** Exercise directions **
Begin with the line containing "Would you be willing to put a dot on the green" and copy every line after it to the end of the entries, exactly, leaving out the lines before it.

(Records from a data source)
==================================================
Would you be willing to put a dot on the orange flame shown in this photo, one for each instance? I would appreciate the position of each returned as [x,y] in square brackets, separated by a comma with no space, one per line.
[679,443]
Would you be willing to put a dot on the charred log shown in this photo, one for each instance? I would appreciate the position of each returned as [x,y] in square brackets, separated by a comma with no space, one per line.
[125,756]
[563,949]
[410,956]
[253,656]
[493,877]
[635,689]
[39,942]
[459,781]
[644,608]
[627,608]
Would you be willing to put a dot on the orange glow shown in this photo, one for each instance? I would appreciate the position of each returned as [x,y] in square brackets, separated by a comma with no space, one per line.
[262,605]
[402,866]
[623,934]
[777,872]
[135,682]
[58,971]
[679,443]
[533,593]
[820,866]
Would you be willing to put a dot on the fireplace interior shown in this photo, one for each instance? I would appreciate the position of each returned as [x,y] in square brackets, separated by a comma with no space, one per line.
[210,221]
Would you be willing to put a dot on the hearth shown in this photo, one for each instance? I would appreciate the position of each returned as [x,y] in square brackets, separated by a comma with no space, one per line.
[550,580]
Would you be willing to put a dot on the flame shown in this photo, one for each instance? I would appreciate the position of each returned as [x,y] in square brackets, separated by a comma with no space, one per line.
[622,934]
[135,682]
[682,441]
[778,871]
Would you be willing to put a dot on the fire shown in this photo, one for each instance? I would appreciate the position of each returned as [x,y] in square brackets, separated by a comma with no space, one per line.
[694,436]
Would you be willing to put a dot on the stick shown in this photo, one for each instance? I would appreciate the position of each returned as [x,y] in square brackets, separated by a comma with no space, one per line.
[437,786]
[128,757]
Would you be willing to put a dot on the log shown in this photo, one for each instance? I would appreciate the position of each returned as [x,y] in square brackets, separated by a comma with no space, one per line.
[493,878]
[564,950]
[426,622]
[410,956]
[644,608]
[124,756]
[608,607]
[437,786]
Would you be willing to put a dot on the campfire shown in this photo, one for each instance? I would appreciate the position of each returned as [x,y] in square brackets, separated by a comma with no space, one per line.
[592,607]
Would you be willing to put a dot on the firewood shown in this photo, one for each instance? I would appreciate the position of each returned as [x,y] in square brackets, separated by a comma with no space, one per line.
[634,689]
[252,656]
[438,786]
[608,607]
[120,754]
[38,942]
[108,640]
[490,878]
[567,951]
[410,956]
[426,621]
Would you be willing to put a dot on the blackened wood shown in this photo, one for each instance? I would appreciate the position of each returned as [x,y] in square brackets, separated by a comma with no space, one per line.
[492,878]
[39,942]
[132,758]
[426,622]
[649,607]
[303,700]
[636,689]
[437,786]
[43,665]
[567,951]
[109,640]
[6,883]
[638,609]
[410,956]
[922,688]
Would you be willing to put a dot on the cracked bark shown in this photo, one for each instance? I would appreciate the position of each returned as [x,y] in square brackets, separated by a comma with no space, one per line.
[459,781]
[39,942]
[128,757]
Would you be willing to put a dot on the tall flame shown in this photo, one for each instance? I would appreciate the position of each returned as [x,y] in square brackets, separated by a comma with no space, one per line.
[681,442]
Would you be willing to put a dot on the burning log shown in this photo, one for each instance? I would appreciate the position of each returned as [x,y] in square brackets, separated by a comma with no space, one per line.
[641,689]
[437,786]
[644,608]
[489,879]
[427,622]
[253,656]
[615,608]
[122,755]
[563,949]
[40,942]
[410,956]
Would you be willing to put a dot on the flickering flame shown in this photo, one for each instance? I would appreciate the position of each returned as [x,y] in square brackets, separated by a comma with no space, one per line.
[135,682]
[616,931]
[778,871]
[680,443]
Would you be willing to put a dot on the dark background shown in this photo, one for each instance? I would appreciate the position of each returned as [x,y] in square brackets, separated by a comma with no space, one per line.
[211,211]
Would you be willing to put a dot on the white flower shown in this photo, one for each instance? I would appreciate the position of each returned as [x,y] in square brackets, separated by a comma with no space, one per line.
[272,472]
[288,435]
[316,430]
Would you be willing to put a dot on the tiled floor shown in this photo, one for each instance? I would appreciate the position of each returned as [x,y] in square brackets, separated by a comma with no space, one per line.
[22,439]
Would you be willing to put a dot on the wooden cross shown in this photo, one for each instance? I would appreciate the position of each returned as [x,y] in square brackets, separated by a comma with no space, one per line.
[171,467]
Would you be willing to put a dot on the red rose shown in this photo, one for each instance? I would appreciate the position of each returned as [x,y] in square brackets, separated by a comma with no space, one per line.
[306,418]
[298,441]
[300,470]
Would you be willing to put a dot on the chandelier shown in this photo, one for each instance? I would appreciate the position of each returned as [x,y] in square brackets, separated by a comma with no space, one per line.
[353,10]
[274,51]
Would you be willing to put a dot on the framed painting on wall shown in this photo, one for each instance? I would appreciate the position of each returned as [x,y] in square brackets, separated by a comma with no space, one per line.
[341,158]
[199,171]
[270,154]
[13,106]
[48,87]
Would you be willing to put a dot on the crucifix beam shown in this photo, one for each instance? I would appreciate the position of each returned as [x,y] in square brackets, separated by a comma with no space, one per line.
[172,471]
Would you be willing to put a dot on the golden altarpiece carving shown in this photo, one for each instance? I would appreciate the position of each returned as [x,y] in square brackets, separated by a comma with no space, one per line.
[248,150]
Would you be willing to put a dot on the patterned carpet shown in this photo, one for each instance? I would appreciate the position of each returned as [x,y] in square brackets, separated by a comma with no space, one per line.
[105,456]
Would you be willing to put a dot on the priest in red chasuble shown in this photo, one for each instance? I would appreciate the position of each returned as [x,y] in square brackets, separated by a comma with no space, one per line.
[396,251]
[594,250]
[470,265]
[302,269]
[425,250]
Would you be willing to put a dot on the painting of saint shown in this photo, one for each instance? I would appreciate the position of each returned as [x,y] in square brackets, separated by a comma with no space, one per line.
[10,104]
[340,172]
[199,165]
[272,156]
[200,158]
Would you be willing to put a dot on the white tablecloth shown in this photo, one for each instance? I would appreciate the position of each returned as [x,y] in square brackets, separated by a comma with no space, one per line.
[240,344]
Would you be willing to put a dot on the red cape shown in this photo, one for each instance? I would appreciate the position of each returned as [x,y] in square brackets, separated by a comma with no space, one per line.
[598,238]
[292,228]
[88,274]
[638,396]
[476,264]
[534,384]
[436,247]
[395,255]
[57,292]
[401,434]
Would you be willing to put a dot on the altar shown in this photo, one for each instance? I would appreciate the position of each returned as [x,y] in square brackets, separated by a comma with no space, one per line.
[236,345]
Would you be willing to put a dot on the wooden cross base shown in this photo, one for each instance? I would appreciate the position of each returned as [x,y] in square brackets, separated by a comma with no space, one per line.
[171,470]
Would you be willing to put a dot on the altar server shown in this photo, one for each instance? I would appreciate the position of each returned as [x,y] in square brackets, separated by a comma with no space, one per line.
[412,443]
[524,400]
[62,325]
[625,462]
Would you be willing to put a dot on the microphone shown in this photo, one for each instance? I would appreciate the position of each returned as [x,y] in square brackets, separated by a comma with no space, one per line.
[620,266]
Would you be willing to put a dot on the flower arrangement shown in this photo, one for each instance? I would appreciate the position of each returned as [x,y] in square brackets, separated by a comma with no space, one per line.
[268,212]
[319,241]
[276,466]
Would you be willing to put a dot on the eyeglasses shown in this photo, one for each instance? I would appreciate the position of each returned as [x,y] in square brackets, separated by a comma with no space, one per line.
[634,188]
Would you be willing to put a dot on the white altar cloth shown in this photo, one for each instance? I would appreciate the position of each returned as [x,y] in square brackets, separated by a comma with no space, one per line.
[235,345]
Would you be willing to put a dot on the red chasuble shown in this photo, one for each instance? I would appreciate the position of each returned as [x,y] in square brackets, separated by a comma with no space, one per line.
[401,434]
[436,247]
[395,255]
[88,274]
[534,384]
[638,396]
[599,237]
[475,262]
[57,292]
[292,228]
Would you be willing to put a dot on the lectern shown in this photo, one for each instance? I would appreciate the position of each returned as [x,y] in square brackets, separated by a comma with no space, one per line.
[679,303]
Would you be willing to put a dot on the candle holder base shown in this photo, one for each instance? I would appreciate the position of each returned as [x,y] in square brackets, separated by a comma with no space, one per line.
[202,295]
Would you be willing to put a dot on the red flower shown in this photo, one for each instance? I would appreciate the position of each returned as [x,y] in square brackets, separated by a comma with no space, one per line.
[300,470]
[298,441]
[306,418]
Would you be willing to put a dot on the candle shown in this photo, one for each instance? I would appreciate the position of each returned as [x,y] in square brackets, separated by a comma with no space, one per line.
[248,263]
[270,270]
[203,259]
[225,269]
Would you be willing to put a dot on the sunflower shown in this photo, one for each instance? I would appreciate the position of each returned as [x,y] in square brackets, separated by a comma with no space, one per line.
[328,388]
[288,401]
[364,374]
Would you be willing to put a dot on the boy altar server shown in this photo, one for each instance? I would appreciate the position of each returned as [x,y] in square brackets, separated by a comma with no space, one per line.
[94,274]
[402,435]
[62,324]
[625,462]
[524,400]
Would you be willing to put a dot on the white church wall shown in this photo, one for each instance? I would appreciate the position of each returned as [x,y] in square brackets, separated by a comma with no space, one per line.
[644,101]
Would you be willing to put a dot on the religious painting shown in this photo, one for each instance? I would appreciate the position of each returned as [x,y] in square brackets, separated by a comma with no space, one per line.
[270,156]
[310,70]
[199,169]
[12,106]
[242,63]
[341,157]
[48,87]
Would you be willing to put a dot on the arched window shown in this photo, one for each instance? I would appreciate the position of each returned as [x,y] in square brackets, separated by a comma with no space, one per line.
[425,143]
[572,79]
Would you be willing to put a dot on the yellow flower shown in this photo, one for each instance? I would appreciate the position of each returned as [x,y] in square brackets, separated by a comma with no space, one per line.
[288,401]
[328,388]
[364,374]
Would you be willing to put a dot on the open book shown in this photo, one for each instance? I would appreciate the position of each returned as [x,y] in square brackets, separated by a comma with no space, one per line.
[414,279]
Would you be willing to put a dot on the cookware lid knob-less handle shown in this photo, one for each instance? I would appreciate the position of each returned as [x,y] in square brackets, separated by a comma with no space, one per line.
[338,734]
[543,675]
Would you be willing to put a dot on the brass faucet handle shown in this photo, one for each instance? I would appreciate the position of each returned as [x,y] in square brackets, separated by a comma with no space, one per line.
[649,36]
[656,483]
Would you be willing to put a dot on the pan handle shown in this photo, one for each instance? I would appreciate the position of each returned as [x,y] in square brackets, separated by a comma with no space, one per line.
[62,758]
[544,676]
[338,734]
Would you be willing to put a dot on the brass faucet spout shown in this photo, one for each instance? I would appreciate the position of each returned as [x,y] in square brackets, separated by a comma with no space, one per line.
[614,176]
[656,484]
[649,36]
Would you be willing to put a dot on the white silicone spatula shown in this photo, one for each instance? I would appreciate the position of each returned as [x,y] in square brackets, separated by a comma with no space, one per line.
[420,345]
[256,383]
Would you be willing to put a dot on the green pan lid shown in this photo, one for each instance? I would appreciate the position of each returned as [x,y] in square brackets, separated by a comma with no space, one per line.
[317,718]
==================================================
** Task response **
Would you be willing to put a dot on the green pan lid shown in this photo, one for each instance? I would appreciate the position of each returned as [x,y] in square brackets, separated by a comma with no space, one per line.
[317,718]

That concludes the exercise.